TASK PROMPT | Update the records below by replacing "instance" with "occurrence" everywhere it occurs, leaving every other part unchanged.

(Records from a point labeling set)
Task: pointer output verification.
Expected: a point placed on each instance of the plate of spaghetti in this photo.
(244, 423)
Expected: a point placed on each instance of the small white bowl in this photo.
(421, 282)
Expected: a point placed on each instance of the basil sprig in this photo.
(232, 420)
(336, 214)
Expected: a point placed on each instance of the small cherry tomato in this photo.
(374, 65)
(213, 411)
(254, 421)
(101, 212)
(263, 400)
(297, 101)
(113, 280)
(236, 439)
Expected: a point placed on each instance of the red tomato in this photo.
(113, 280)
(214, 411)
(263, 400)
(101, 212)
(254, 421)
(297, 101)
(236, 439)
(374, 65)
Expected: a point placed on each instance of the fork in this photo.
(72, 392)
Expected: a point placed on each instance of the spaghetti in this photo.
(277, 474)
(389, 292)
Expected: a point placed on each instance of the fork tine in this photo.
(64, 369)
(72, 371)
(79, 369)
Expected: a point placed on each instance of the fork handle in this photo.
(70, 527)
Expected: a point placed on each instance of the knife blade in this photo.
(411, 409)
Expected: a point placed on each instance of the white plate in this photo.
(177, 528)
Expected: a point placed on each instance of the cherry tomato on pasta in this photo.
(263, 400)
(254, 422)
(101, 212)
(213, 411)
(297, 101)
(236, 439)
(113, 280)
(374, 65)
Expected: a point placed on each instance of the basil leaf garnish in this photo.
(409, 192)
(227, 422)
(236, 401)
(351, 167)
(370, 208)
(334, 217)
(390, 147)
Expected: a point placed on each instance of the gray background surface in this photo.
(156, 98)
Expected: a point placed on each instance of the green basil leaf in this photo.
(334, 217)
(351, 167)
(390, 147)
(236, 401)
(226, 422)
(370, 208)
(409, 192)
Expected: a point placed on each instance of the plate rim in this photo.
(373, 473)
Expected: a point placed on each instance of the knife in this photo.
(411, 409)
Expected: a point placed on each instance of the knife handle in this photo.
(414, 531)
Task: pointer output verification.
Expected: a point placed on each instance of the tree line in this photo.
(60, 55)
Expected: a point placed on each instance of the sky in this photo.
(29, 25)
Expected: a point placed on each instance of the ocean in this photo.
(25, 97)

OUTPUT |
Task: pointer output verification.
Expected: a point placed on each occurrence of the plate of spaghetti in this photo.
(244, 423)
Expected: a point placed on each occurrence of the small white bowl in this photo.
(421, 282)
Expected: a point placed on each occurrence of the basil sprig in this photo.
(232, 420)
(336, 214)
Expected: a point placed on each occurrence of the small cherry tomato in this photo.
(374, 65)
(213, 411)
(254, 421)
(101, 212)
(263, 400)
(297, 101)
(113, 280)
(236, 439)
Expected: a point placed on each occurrence of the red tomato in this photo.
(113, 280)
(214, 411)
(263, 400)
(101, 212)
(254, 421)
(297, 101)
(236, 439)
(374, 65)
Expected: a point placed on each occurrence of the fork in this photo.
(72, 392)
Expected: a point placed on each occurrence of the spaghetti in this photo.
(277, 474)
(389, 292)
Expected: a point placed on each occurrence of the fork tine in this photo.
(64, 369)
(72, 371)
(79, 369)
Expected: a point placed on each occurrence of the fork handle in this photo.
(70, 527)
Expected: a point placed on each occurrence of the knife blade in this photo.
(411, 409)
Expected: a point placed on each occurrence of the white plate in this photo.
(177, 528)
Expected: a point placed on each occurrence of the cherry tomato on pasta in this photo.
(263, 400)
(254, 422)
(101, 212)
(213, 411)
(297, 101)
(236, 439)
(113, 280)
(374, 65)
Expected: a point placed on each occurrence of the basil leaf garnish in this photo.
(409, 192)
(227, 422)
(236, 401)
(351, 167)
(370, 208)
(334, 217)
(390, 147)
Expected: a point placed on each occurrence of the gray background surface in this photo.
(156, 98)
Expected: a point placed on each occurrence of the green basil leaf in this photo.
(334, 217)
(351, 167)
(390, 147)
(236, 401)
(226, 422)
(370, 208)
(409, 192)
Expected: a point placed on each occurrence of the plate rim in this photo.
(373, 473)
Expected: a point placed on each occurrence of the knife in this photo.
(411, 409)
Expected: a point placed on each occurrence of the knife handle in this photo.
(414, 531)
Task: pointer output verification.
Expected: a point placed on each occurrence of the tree line in this photo.
(60, 55)
Expected: a point placed on each occurrence of the sky in this photo.
(29, 25)
Expected: a point placed on each occurrence of the ocean in this photo.
(25, 97)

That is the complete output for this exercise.